▶ Task objective: Print the lines that run from the line with "Target: fishing line" to the line with "the fish scale.", keeping both end lines, exactly as they appear in the entries below, and nothing else.

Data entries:
========

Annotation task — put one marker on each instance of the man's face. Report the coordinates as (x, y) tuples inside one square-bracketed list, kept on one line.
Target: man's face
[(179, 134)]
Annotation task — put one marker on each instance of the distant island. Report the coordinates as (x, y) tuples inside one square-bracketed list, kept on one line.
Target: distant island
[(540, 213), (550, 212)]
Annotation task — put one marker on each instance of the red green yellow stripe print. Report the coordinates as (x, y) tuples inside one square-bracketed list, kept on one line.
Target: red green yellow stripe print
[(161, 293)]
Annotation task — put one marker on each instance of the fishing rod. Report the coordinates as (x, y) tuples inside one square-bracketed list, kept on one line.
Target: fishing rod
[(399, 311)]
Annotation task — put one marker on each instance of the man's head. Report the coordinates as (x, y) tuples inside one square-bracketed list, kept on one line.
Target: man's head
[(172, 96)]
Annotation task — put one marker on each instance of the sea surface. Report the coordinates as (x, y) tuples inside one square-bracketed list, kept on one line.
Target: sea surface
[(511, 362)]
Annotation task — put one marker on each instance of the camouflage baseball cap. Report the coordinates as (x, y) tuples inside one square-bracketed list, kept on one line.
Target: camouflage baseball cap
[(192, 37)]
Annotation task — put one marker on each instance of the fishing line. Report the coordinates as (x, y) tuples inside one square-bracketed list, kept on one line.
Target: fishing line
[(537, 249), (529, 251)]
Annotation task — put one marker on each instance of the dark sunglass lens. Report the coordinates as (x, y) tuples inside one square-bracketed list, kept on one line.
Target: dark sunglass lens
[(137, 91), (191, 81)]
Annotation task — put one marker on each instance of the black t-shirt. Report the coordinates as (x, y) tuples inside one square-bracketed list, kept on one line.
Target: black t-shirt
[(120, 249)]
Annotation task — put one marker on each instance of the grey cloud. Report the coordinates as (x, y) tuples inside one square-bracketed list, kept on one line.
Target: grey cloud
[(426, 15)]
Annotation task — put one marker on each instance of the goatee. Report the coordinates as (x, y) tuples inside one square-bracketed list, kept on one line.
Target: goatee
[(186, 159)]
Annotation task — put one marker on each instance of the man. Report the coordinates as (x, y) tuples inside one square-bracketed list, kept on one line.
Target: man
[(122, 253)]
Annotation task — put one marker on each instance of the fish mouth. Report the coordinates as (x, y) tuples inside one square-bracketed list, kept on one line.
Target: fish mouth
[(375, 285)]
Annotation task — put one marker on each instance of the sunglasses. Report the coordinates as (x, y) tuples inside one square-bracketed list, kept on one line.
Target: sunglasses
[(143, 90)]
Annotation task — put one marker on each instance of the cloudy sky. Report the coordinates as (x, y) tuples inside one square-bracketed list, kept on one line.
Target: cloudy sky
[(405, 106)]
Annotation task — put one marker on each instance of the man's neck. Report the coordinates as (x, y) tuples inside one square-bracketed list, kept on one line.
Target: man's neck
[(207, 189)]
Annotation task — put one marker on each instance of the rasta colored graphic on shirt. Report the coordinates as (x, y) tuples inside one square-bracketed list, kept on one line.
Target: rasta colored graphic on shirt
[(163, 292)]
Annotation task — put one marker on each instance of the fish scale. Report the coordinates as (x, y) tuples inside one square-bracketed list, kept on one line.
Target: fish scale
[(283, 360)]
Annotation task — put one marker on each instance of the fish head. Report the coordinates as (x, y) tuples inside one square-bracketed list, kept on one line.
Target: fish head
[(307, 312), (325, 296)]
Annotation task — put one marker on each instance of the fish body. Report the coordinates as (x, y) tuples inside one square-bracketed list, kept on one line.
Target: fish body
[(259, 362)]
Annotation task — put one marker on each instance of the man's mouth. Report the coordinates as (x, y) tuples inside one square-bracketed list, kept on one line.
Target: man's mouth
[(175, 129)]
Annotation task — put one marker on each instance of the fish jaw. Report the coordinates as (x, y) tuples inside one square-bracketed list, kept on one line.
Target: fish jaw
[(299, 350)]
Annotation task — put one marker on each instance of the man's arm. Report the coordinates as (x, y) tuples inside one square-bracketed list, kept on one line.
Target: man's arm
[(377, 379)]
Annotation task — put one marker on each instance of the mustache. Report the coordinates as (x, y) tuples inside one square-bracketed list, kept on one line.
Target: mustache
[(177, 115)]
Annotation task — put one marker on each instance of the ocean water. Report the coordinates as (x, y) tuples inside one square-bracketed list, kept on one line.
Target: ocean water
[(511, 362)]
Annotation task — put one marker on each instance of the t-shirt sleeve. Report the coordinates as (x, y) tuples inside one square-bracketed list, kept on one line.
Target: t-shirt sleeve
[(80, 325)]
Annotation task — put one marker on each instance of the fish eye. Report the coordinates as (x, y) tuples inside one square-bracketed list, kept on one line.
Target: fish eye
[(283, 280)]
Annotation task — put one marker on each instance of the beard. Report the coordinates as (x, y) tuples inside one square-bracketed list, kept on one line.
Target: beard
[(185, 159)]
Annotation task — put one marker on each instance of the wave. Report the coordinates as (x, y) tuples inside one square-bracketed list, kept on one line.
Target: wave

========

▶ Answer box:
Target: fishing line
[(537, 249), (529, 251)]
Annotation task — put one marker on each instance of the dark sunglass lens. Report the coordinates as (x, y) tuples inside one square-bracketed list, kept on one line.
Target: dark sunglass lens
[(137, 91), (191, 81)]
Annotation task — put one marker on each instance of the black t-shirt. Report the coordinates as (x, y) tuples inside one square-bracketed list, kept on one line.
Target: black t-shirt
[(120, 249)]
Annotation task — put one marker on each instance of the grey cloud. Report the coordinates as (x, y) tuples inside one square-bracketed list, kept on one line.
Target: grey cloud
[(426, 15)]
Annotation task — put one marker on each instance of the goatee. Report the coordinates as (x, y) tuples inside one square-bracketed list, kept on one line.
Target: goatee
[(186, 159)]
Annotation task — put one marker on each instance of the man. Report the coordinates as (x, y) tuples inside one square-bracketed list, kept on one line.
Target: man
[(122, 253)]
Annotation task — put one marker on each instance of the fish mouth. Report the coordinates as (x, y) tuples inside one square-bracketed list, kept on one line.
Target: fish mouth
[(375, 285)]
Annotation task — put one marker on each instance of the sunglasses. Report the coordinates as (x, y) tuples inside one square-bracketed list, kept on one line.
Target: sunglasses
[(143, 90)]
Annotation task — put one marker on each instance of the cloudy sky. Report the coordinates as (x, y) tuples inside one square-bracketed list, kept on one line.
Target: cloudy sky
[(405, 106)]
Annotation task — put one marker on each instance of the man's neck. Report the coordinates as (x, y) tuples inside one square-bracketed list, kept on one line.
Target: man's neck
[(207, 189)]
Annotation task — put one marker on each instance of the rasta colored graphic on shirt. Report the coordinates as (x, y) tuples inside one square-bracketed list, kept on one line.
Target: rasta colored graphic on shirt
[(163, 292)]
Annotation task — put one marker on each instance of the fish scale. Report the coordinates as (x, y) tuples inside one square-bracketed list, kept on one line.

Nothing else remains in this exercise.